SUPPLIED PASSAGE ->
Homotopy type of embeddings of circle in the plane What is the homotopy type of the space of (topological) emdeddings of $S^1$ in $\mathbb R^2$? 
My conjecture: This space deformation retracts to $S^1\sqcup S^1$, and a retraction in each of orientation preserving and reversing components is given by  "rotation number" in $S^1$. (I don't have an exact proof or even an exact definition of the conjectured retraction map)
 A: For $C^2$-embeddings you can follow weighted (length preserving) mean curvature flow until you have a circle, then move the center to 0, then use a homothethy to go to the unit circle, then use the contraction in $\{\phi\in Diff(S^1):\phi(1)=1\}$ to get arc-length parametrization, so you end up with a circle. The initial point of the parametrization is then the $S^1$ for your orientation. 
Now, how to get from topological embedding to $C^2$-embedding? Use convolution with a smooth bump function? Does this destroy topological embedding?

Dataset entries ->
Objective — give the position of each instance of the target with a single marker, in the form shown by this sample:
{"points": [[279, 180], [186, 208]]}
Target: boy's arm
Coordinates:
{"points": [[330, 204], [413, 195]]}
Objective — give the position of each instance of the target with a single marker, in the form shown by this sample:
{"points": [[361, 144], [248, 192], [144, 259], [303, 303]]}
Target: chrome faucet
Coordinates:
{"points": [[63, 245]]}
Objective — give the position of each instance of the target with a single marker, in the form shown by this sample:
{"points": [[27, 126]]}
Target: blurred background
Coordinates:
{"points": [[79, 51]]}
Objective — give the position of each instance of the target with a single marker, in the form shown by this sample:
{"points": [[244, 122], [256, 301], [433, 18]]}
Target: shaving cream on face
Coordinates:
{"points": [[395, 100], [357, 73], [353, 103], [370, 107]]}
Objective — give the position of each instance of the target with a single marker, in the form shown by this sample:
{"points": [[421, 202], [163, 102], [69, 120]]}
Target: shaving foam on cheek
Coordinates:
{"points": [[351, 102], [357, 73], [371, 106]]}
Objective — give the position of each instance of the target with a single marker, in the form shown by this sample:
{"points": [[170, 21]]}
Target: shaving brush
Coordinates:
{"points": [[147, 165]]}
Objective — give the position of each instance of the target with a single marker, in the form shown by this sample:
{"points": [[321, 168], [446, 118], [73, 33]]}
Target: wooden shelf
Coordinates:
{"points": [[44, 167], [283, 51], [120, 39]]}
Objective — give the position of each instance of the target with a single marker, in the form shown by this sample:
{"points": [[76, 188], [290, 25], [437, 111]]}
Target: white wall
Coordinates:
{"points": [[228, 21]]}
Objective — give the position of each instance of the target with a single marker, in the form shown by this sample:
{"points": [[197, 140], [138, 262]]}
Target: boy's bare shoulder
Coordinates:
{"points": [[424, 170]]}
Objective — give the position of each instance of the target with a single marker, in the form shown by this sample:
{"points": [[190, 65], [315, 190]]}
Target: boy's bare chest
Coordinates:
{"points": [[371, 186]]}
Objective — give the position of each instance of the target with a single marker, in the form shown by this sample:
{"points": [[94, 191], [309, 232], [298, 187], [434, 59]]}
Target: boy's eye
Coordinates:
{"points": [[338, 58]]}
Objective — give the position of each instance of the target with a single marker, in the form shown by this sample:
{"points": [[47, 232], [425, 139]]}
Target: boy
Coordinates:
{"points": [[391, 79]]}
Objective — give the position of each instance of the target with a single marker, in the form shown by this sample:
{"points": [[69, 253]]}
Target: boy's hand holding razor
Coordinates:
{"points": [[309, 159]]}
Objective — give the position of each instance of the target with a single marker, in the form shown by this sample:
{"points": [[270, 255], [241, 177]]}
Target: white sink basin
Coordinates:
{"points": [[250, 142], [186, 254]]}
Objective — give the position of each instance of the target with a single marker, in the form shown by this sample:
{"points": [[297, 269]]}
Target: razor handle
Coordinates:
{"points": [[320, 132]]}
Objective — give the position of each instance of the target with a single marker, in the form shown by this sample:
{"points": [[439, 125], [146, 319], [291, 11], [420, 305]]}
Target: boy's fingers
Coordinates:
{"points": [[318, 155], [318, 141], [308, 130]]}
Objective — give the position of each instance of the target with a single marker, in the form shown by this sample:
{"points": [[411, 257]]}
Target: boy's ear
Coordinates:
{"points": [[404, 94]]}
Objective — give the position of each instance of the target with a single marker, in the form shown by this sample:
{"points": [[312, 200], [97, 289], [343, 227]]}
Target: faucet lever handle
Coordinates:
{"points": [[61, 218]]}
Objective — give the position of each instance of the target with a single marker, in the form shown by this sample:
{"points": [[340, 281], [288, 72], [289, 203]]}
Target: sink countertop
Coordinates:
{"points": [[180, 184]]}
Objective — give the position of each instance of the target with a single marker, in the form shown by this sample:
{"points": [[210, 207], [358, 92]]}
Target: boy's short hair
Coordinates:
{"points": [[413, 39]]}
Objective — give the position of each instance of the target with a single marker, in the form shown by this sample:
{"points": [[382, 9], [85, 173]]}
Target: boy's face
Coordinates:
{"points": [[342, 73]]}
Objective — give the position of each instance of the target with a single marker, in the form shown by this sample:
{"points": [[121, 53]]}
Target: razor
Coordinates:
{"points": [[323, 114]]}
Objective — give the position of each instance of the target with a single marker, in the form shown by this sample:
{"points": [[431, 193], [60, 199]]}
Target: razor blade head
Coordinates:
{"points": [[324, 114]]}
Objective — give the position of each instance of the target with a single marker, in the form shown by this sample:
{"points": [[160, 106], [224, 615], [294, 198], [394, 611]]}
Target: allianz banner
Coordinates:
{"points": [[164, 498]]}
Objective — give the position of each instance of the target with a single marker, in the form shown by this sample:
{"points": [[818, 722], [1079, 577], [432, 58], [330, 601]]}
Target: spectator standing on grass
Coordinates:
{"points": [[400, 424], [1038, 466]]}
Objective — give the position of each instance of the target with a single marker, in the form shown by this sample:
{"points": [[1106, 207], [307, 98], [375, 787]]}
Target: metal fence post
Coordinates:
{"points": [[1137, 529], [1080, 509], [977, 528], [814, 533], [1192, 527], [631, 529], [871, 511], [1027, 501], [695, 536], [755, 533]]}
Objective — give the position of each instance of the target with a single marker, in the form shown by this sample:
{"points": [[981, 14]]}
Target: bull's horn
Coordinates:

TASKS ->
A: Summarize the thread on embeddings of the circle in the plane in two sentences.
B: Supply the text that follows the last sentence of the thread on embeddings of the circle in the plane.
The listing stands apart from the thread on embeddings of the circle in the plane.

ANSWERS FOR THIS EXERCISE ->
A: The thread asks for the homotopy type of the space of topological embeddings of the circle in the plane and conjectures, without an exact proof, that it deformation retracts onto two disjoint circles, with a "rotation number" giving the retraction in the orientation-preserving and orientation-reversing components. An answer sketches, for C^2 embeddings, a deformation via weighted mean curvature flow, recentering, a homothety to the unit circle, and a contraction to arc-length parametrization, and then asks whether smoothing a topological embedding by convolution with a bump function would destroy the embedding property.

B:
Added:
Mean curvature flow preserves embeddings; see http://www.ams.org/journals/bull/2015-52-02/S0273-0979-2015-01468-0/S0273-0979-2015-01468-0.pdf
About John Pardons remark: Embedded simple closed curves (without parametrisation!) are diffeomorphic to $PSL(2,\mathbb R)\backslash Diff(S^1)$ and this diffeomorphism goes down to $H^{3/2}$-embeddings and corresponds to a subgroup of quasi symmetric homeomorphisms of the circle. The idea is to take a Riemann mapping $\phi_{int}$ from the unit disk to the interior of $\Gamma$ (= the embedded circle) which is unique up to a Möbius transformation, and 
a Riemann mapping $\phi_{ext}$ from the exterior of the disk to the exterior of $\Gamma$, fixing $\infty$ and the derivative at $\infty$, so that it becomes unique. Then
$\phi_{ext}^{-1}\circ \phi_{int}$ is in $PSL(2,\mathbb R)\backslash Diff(S^1)$ which is contractible. 
See Takhtaja and Teo, Memoirs of the AMS, or see the following papers for smooth embeddings.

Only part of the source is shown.